■ GIVEN EXERCISE ■
Select every line of the rows below that contains the word "tile", and copy each one.
>> start DATA SHOWN
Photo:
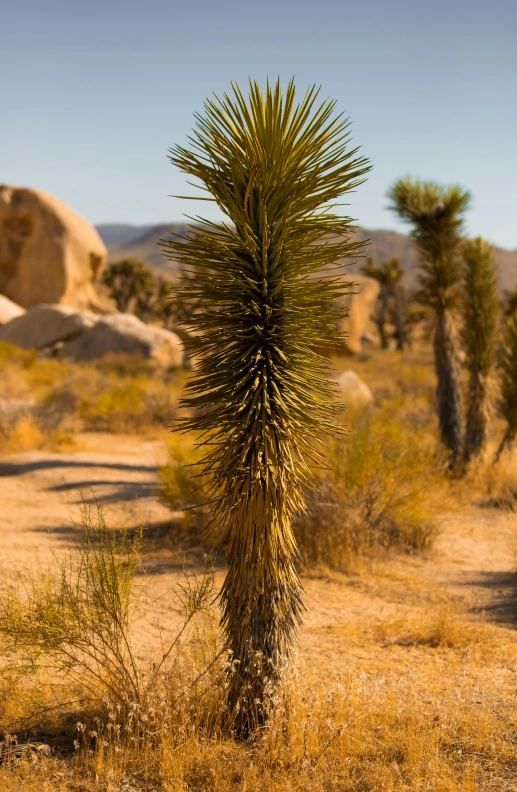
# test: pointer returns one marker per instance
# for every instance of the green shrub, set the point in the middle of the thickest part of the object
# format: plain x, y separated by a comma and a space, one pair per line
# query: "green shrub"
376, 498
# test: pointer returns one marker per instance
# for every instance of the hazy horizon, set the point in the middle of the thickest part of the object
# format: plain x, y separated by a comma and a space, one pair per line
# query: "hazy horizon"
96, 94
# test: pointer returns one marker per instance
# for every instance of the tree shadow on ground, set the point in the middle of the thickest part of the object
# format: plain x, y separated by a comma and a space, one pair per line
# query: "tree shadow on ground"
123, 490
502, 608
20, 468
167, 545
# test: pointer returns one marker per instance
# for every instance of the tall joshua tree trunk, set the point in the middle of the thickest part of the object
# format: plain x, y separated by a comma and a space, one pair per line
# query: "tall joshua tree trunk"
480, 315
436, 216
448, 388
508, 404
266, 295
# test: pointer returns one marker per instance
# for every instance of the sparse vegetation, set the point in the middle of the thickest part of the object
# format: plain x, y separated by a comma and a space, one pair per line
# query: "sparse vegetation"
480, 323
44, 402
435, 214
508, 403
390, 303
259, 389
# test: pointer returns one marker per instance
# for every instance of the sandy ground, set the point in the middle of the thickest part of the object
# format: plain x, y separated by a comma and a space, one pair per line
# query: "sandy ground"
352, 625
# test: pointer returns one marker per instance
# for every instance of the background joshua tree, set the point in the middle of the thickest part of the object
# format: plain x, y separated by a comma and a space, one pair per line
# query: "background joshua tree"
260, 393
436, 216
509, 384
509, 302
390, 303
130, 282
480, 315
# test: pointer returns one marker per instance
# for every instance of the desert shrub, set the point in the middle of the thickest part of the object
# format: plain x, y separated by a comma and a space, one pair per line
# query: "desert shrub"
76, 618
118, 393
375, 497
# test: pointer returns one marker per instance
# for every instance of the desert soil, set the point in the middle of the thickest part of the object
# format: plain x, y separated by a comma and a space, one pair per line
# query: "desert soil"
360, 625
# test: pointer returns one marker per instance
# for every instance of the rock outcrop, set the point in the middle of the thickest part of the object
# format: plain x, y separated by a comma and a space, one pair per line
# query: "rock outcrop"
46, 325
48, 253
352, 389
125, 334
360, 306
9, 310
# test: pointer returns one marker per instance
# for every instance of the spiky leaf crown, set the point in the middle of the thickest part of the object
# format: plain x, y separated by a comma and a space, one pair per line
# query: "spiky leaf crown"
266, 289
436, 214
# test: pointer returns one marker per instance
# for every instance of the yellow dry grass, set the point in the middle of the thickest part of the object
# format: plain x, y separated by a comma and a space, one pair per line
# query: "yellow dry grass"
401, 684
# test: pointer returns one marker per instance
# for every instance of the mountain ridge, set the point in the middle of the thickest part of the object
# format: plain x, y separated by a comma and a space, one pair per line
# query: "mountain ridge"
125, 240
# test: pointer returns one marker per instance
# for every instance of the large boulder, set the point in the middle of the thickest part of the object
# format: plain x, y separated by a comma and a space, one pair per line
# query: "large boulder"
361, 306
125, 334
352, 389
48, 253
47, 325
9, 310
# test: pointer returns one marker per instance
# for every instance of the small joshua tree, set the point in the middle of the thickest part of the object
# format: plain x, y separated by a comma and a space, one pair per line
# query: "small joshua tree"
130, 282
480, 316
436, 216
508, 403
260, 393
390, 301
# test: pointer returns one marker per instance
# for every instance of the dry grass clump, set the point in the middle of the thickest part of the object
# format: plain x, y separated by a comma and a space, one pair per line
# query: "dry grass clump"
43, 402
378, 496
366, 734
77, 617
441, 625
381, 492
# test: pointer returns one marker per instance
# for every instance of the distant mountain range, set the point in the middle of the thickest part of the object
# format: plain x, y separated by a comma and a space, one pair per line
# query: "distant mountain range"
143, 243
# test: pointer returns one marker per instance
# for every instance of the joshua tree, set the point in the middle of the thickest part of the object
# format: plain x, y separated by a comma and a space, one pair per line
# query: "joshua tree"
390, 301
436, 216
509, 384
480, 315
130, 283
260, 394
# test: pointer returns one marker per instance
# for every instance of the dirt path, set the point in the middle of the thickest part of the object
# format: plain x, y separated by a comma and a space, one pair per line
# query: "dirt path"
473, 561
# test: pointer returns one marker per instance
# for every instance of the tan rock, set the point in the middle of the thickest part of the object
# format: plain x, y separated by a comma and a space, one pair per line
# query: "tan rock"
125, 334
352, 389
46, 325
48, 253
9, 310
361, 306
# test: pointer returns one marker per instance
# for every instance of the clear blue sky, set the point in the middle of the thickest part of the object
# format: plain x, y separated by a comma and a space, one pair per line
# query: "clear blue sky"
94, 93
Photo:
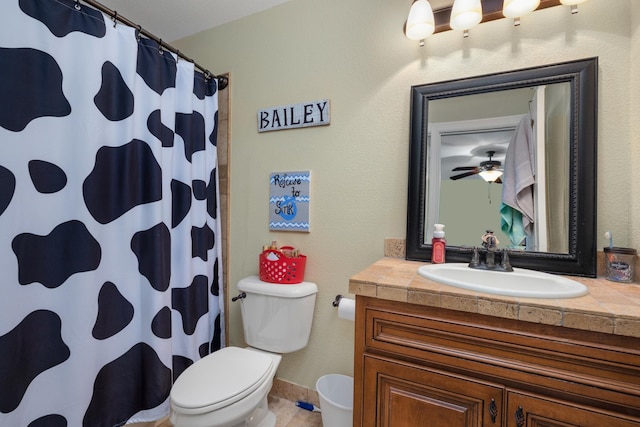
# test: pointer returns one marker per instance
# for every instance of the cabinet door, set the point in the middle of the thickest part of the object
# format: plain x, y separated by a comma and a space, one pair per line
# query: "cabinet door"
529, 410
398, 394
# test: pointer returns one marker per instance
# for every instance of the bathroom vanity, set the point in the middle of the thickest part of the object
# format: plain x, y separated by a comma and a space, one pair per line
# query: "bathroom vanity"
428, 354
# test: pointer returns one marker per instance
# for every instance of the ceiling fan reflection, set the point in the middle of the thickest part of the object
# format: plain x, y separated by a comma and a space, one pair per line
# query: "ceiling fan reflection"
490, 170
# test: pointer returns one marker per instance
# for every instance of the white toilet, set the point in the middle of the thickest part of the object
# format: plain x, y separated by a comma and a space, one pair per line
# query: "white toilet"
229, 387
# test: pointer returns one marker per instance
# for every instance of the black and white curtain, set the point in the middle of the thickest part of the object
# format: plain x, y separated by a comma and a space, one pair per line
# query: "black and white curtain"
110, 262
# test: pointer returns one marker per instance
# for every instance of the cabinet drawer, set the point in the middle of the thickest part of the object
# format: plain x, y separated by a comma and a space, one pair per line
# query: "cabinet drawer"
527, 410
597, 369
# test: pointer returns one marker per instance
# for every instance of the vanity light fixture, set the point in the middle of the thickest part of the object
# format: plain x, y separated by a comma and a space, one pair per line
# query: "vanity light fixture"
420, 23
573, 3
423, 21
490, 175
465, 15
518, 8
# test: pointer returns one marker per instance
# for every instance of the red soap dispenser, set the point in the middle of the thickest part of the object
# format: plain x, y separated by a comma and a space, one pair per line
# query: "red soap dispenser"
438, 244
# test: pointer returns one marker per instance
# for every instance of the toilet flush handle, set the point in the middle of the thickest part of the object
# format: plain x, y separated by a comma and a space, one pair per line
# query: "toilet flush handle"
240, 296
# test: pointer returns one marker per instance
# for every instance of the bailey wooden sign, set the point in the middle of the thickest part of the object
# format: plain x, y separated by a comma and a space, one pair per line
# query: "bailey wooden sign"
305, 114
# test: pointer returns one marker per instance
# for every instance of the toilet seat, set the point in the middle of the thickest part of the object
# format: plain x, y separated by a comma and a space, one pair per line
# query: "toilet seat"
220, 379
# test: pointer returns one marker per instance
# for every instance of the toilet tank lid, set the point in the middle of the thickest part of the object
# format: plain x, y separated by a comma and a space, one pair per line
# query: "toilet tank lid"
253, 284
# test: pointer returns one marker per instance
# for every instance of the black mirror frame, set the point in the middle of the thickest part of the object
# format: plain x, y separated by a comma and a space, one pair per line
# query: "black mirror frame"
583, 78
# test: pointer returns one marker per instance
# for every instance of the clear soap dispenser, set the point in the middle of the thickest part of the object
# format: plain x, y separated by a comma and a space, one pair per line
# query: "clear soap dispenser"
438, 244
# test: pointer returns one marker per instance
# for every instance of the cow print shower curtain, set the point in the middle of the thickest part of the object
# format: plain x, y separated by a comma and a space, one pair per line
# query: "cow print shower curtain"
110, 262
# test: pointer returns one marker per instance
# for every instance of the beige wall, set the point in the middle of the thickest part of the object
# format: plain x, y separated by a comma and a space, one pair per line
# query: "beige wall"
354, 53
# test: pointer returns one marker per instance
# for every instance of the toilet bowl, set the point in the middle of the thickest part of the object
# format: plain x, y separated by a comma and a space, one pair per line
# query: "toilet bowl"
242, 379
229, 387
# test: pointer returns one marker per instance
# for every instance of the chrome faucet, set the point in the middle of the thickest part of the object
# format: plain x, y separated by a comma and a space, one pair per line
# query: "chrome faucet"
488, 261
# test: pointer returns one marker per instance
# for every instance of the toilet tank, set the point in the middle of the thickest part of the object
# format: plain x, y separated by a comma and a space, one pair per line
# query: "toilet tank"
275, 317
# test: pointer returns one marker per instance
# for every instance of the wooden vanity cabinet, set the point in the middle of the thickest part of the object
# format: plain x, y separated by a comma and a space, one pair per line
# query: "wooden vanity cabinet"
424, 366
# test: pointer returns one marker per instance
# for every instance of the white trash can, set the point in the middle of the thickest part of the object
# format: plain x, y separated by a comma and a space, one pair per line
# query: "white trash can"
336, 400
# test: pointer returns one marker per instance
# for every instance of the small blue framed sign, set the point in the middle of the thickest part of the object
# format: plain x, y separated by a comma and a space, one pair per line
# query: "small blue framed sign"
289, 201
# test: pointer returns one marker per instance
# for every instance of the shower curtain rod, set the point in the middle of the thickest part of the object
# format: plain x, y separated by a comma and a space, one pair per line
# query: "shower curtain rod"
223, 81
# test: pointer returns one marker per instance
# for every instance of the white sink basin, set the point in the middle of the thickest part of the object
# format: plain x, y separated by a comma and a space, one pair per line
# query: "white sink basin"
518, 283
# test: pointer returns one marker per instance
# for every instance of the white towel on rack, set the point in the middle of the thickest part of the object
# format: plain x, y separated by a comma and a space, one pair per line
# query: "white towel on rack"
519, 173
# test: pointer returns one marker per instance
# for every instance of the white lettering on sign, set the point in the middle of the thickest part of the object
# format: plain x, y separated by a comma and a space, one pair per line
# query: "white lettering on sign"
307, 114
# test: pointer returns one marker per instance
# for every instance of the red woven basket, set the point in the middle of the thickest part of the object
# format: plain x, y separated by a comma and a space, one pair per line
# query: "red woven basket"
284, 270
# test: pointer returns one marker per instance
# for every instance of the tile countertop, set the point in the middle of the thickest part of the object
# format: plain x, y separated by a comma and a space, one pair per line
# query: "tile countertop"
609, 307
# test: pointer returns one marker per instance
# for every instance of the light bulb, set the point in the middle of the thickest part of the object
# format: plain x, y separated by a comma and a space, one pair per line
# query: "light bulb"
465, 14
491, 175
420, 23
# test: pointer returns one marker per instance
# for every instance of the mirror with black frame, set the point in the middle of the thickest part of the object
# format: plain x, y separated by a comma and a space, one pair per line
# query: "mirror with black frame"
514, 152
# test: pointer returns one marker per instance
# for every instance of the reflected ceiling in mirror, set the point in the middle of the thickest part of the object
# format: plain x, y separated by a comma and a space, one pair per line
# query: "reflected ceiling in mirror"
463, 127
>> end DATA SHOWN
■ WRITTEN REPLY ■
# for every instance of the tile countertop, set the point in the middle of the thickest part of the object
# query: "tile countertop"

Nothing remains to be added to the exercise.